[WORK REQUIRED]
With both ends included, repeat exactly the lines of the entries below from the one containing "holder, one line per instance" down to the one containing "TARGET = horse's head", and no others.

RECORDS section start

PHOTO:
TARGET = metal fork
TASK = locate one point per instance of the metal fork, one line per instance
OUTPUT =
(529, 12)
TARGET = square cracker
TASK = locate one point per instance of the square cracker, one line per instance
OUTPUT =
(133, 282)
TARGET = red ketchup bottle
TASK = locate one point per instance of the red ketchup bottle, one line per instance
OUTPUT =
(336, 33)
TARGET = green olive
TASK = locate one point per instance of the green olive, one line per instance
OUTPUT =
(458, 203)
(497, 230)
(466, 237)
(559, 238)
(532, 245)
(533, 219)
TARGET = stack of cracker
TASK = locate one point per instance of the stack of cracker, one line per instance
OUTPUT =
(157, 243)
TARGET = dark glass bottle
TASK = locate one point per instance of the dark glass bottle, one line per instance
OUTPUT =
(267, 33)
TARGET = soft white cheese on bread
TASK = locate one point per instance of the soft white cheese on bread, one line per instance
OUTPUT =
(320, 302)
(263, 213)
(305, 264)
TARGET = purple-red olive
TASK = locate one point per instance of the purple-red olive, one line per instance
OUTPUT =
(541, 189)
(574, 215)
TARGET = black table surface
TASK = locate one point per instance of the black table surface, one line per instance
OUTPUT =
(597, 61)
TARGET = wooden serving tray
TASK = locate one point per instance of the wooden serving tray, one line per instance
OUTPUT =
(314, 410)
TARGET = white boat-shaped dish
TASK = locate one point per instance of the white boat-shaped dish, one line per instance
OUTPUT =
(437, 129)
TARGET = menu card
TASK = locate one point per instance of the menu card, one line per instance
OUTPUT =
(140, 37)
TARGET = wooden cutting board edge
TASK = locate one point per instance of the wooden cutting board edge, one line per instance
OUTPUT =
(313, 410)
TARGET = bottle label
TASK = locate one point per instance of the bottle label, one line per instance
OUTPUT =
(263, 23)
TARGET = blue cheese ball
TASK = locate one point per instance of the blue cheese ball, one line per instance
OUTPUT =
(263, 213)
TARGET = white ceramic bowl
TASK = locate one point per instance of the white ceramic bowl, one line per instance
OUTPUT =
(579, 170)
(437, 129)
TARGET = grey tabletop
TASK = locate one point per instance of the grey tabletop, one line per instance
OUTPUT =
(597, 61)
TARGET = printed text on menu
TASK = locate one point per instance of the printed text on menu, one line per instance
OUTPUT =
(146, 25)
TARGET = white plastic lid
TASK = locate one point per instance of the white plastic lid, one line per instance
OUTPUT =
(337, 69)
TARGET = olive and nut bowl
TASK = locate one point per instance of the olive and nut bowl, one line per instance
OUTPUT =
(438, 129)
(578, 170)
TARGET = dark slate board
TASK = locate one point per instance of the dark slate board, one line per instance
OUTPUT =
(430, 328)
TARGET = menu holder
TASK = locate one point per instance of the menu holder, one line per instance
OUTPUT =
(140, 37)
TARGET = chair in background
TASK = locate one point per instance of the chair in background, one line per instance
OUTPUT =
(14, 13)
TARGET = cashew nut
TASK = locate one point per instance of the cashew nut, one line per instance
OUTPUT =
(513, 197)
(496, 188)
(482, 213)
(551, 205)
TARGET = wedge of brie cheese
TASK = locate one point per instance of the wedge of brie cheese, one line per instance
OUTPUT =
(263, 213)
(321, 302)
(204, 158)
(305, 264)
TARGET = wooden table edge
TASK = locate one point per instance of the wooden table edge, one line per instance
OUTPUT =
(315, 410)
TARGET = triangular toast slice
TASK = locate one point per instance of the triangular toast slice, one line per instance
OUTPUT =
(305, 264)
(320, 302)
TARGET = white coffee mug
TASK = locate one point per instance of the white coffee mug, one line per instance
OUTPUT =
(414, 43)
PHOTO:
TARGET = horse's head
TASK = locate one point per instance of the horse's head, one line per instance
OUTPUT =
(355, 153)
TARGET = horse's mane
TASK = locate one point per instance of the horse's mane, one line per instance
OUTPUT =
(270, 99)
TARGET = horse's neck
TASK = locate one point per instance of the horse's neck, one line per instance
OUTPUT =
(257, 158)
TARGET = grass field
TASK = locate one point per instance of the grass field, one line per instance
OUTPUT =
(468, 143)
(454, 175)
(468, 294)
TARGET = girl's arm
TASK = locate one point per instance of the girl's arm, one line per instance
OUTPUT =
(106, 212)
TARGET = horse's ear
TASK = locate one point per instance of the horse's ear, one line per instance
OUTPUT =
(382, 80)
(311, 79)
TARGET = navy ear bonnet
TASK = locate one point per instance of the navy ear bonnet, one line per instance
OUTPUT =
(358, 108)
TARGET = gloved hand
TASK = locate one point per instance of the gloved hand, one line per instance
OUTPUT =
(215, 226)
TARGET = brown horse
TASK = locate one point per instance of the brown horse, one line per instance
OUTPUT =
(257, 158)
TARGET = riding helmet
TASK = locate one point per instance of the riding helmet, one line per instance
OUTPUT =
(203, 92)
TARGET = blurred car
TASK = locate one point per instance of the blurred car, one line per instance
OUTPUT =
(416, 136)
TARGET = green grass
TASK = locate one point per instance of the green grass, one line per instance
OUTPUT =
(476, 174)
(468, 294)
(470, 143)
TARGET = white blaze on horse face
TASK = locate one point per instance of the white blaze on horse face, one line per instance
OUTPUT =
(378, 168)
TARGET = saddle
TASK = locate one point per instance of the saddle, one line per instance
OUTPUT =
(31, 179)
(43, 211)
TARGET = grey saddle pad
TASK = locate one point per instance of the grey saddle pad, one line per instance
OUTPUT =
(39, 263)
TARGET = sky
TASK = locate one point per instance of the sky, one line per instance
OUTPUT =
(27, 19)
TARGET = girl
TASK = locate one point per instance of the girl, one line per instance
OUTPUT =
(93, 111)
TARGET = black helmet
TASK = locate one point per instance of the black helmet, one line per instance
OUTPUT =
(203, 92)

RECORDS section end

[RESPONSE BOX]
TASK = locate one point per instance of the menu holder, one line per instance
OUTPUT =
(140, 37)
TARGET = chair in background
TASK = locate one point per instance of the chair in background, one line per instance
OUTPUT =
(14, 13)
TARGET = cashew nut
TASK = locate one point per instance of the cashew nut, one line per instance
OUTPUT =
(513, 197)
(496, 188)
(482, 213)
(551, 205)
TARGET = wedge of brie cheese
TASK = locate one point per instance of the wedge of brie cheese, one line per instance
OUTPUT =
(263, 213)
(321, 302)
(204, 158)
(305, 264)
TARGET = wooden table edge
TASK = locate one point per instance of the wooden table edge, one line per instance
OUTPUT =
(315, 410)
TARGET = triangular toast slice
TASK = locate one point per instance of the triangular toast slice, one line per instance
OUTPUT =
(305, 264)
(320, 302)
TARGET = white coffee mug
TASK = locate one point per instance of the white coffee mug, one line per instance
OUTPUT =
(414, 43)
PHOTO:
TARGET = horse's head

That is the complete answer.